BEGIN DATA FOR THIS TASK

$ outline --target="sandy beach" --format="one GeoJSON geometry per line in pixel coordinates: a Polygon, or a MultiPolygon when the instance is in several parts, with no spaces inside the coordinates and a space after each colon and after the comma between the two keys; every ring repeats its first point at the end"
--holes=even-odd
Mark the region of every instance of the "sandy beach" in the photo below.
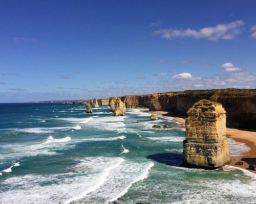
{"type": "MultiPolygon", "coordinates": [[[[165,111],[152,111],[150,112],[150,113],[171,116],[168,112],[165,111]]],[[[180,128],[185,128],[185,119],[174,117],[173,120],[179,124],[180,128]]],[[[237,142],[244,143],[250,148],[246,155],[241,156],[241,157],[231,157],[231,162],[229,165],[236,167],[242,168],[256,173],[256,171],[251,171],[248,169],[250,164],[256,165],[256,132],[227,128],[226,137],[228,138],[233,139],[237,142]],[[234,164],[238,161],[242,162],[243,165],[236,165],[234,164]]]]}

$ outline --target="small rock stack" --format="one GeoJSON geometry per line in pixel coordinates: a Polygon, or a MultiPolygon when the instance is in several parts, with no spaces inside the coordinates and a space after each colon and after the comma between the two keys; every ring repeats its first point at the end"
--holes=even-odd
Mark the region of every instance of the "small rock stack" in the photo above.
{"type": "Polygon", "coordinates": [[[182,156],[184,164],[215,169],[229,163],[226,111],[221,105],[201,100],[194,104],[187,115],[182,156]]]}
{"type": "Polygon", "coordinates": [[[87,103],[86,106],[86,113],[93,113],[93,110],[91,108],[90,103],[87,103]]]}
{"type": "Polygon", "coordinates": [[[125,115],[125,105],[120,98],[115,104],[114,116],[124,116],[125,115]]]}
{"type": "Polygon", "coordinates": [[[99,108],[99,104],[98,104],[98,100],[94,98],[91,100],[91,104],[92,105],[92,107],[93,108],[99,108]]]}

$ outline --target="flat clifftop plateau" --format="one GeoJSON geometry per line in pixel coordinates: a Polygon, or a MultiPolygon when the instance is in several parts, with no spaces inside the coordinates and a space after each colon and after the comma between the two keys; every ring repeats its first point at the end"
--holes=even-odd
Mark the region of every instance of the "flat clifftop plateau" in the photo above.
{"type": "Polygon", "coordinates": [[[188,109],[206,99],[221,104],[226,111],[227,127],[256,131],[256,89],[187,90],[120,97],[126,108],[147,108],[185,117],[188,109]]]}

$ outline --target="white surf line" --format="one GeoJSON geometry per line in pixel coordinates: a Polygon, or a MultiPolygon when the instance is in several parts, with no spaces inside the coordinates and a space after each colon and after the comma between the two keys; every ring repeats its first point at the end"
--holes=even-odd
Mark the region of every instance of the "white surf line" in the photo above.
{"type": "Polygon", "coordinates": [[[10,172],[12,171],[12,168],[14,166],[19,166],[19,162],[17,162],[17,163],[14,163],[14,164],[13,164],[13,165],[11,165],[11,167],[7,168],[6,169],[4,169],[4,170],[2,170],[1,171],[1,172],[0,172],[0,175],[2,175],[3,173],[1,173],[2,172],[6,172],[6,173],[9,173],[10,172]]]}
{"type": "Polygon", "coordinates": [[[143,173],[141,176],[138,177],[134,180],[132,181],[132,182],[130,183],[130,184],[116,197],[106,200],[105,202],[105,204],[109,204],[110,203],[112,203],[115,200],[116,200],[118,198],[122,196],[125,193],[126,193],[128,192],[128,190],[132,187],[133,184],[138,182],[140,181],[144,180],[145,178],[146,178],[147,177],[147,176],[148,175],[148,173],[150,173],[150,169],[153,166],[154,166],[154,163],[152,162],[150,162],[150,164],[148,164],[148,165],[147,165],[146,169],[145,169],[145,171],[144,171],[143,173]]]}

END DATA FOR THIS TASK

=== TASK INSTRUCTIONS ===
Pull out each line of the items that contains the string "above", matching case exactly.

=== THE REPLY ===
Mark the region of every instance of the "small rock stack" in the photo above.
Mark the region of every instance of the "flat clifftop plateau" in the photo above.
Mark the region of every instance of the "white surf line" in the photo above.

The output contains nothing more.